-- Instructions for the task --
Rewrite every line of the entries below, replacing "pin" with "marker" wherever it appears and changing nothing else. Leave the pictures out of your answer.

-- Data for processing --

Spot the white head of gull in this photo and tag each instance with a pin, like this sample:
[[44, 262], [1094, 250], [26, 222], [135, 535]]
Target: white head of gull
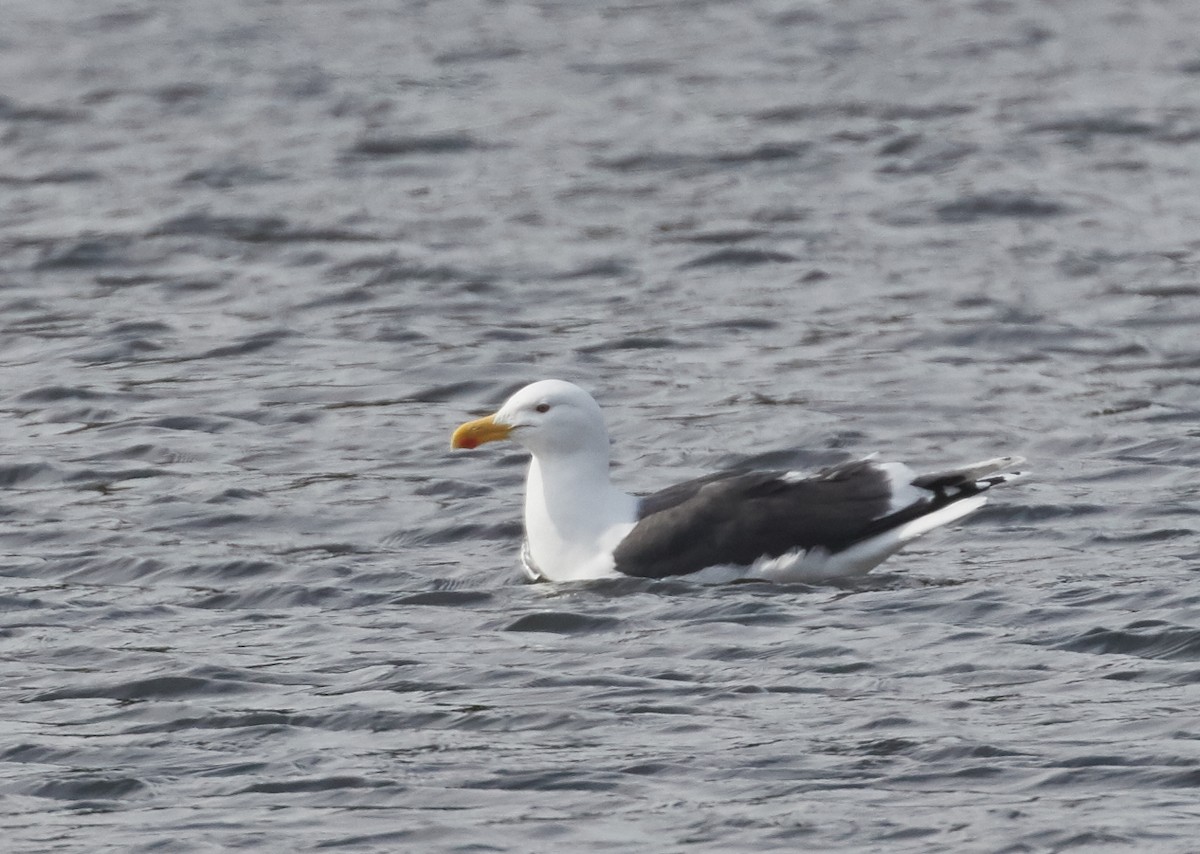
[[777, 525], [574, 515]]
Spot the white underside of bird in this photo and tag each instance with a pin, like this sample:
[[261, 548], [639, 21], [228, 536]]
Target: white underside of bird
[[772, 525]]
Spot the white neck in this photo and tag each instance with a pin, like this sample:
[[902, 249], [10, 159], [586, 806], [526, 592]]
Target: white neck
[[575, 516]]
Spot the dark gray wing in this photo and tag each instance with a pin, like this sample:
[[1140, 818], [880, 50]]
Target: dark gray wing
[[736, 518]]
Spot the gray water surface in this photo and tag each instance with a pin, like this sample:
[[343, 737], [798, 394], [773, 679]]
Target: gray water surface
[[257, 259]]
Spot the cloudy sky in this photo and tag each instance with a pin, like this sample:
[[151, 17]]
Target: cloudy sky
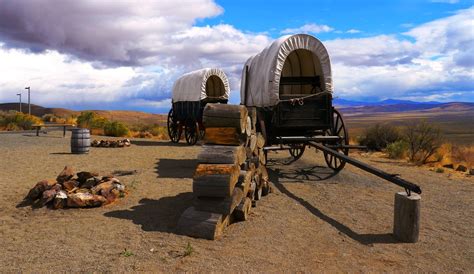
[[89, 54]]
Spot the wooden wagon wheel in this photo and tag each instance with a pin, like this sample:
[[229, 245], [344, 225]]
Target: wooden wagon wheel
[[191, 131], [338, 129], [296, 151], [174, 130], [202, 131]]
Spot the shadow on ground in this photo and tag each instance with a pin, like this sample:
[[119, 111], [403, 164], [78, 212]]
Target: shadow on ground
[[367, 239], [157, 143], [176, 168], [156, 215]]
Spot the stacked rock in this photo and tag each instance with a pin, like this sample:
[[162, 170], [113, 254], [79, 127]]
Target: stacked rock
[[84, 189], [111, 143]]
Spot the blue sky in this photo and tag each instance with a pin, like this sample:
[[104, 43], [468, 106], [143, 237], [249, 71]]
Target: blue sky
[[118, 55], [373, 17]]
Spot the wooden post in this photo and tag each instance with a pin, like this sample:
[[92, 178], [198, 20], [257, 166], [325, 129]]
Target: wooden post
[[224, 136], [212, 154], [406, 221]]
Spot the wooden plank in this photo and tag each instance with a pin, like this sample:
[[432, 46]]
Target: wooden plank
[[215, 154], [253, 116], [406, 217], [261, 156], [244, 181], [223, 115], [260, 140], [222, 169], [223, 206], [253, 142], [224, 136], [242, 211], [201, 224], [215, 185]]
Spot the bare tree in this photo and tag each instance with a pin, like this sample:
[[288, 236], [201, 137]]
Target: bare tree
[[423, 140]]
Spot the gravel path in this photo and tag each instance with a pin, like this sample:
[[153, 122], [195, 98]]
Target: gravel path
[[312, 222]]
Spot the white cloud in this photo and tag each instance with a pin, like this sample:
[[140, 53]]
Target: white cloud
[[308, 28], [436, 63], [353, 31], [84, 58], [111, 32], [445, 1]]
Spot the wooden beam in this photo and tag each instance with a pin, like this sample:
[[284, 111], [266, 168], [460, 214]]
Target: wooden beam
[[224, 136], [215, 154]]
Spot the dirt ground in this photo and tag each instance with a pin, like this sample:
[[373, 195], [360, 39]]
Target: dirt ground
[[312, 222]]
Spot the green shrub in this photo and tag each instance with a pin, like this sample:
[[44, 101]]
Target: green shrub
[[116, 129], [159, 130], [423, 140], [397, 150], [379, 136]]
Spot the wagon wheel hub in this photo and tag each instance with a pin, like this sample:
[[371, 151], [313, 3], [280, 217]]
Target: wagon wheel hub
[[337, 129]]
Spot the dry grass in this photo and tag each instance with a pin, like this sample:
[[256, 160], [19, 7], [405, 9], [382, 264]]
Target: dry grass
[[453, 154]]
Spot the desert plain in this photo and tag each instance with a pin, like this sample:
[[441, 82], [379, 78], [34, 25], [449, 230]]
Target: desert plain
[[313, 221]]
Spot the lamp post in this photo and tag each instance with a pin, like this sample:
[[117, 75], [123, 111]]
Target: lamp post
[[29, 105], [19, 95]]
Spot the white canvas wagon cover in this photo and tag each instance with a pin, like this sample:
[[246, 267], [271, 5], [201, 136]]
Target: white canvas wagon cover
[[201, 84], [267, 67]]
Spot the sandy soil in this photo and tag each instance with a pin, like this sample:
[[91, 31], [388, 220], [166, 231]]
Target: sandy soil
[[312, 222]]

-- Complete answer --
Spot the white head of gull in this photo and tag each instance with a marker, like this sample:
[[44, 262], [1094, 250], [26, 222], [135, 535]]
Target: white head of gull
[[777, 525], [574, 515]]
Spot the white underside of bird in this photo and tag each instance with a marker, like this sample:
[[261, 548], [639, 21], [228, 536]]
Target: white underside of bird
[[772, 525]]
Spot the white neck in this photo and tag each instance with a marker, like this sample:
[[902, 249], [10, 159], [586, 806], [526, 592]]
Target: white neck
[[575, 516]]
Spot the dark gray wing in this photo and tag each instance with a marker, like this sample:
[[1140, 818], [880, 50]]
Target: dark gray wing
[[736, 518]]
Spot the gray water surface in this photo and tag each instance with a marker, like this sample:
[[343, 737], [798, 394], [773, 679]]
Target: gray water surface
[[257, 259]]
Spot the cloudy sky in this photo and tag each instance with a marker, like this sample:
[[151, 17]]
Target: cloudy sky
[[89, 54]]
Spot the wooden wagon wheel in this photo and tag each instance with a marker, like this sample:
[[229, 245], [344, 225]]
Target: wooden wagon wheel
[[191, 131], [338, 129], [296, 151], [174, 130], [202, 131]]
Spot the shadow on ground in this photo and tag each instance with a marker, like this sample:
[[119, 111], [403, 164], [78, 212]]
Target: shadow on ground
[[367, 239], [157, 143], [176, 168], [156, 215]]
Spot the stacked rock in this photo and tag each instance with a marker, like this sample:
[[162, 170], [113, 254], [79, 127]]
Target: stacked rock
[[84, 189], [111, 143]]
Spot the blue sky in this photo and tag each instance with a marker, like this sample:
[[104, 43], [468, 106], [143, 237], [249, 71]]
Target: blue sky
[[118, 55], [373, 17]]
Spot the wooden post in this photo and tag each instance with a marker, like this sample:
[[92, 178], [198, 20], [257, 166], [325, 129]]
Target: wooden post
[[224, 136], [212, 154], [406, 221]]
Spot the wooden plank in this photo and tag each instance with a marker, like this sample:
[[432, 46]]
Target: wooden plank
[[215, 154], [253, 116], [406, 217], [261, 156], [244, 181], [223, 115], [260, 140], [222, 169], [223, 206], [253, 142], [224, 136], [242, 211], [201, 224], [215, 185]]
Spot the bare tree in this photo and tag each instance with a marker, like this sample:
[[288, 236], [201, 137]]
Target: bare tree
[[423, 140]]
Spot the gravel path in this photo and tag each instance with a marker, like this sample:
[[153, 122], [195, 98]]
Target: gravel path
[[312, 222]]
Spot the white cloud in this photo and tag each instance with a marker, like this sample:
[[140, 53]]
Target: white cloud
[[308, 28], [436, 63], [353, 31], [84, 58], [111, 32], [445, 1]]
Spot the wooden beam in this photo and tag each instance with a marker, like this sample:
[[284, 111], [266, 168], [460, 214]]
Target: wooden beam
[[224, 136], [215, 154]]
Spot the dirt ground in this photo and tag each instance with a marker, like this sample:
[[373, 195], [360, 39]]
Target: dirt ground
[[312, 222]]
Spot the green shrub in this photo and tag each instance with a marker, like this sample:
[[44, 101]]
Target: green shrub
[[116, 129], [159, 130], [423, 140], [397, 150], [379, 136]]
Spot the wagon wheel hub in this photo and tag each instance with a marker, like this sample:
[[371, 151], [313, 3], [280, 217]]
Target: wagon wheel hub
[[337, 129]]
Spot the dry grass in this photo and tag each instance with a marker, like this sample:
[[256, 160], [19, 7], [405, 9], [382, 264]]
Target: dry grass
[[453, 154]]
Spot the desert plain in this photo and tag each instance with a marker, like this sample:
[[441, 82], [379, 78], [34, 25], [449, 230]]
Target: desert plain
[[313, 221]]
Spot the lamp post in this photo and tag each instance with a marker, like this sample:
[[117, 75], [123, 111]]
Target: lamp post
[[29, 105], [19, 95]]
Spot the white canvas wagon cover in this photo and tag each instance with a marker, like this sample:
[[246, 267], [271, 5], [201, 136]]
Target: white canvas wagon cover
[[201, 84], [267, 67]]
Spot the sandy soil in this photo and tag each instance with a marker, like this sample:
[[91, 31], [388, 220], [166, 231]]
Target: sandy soil
[[312, 222]]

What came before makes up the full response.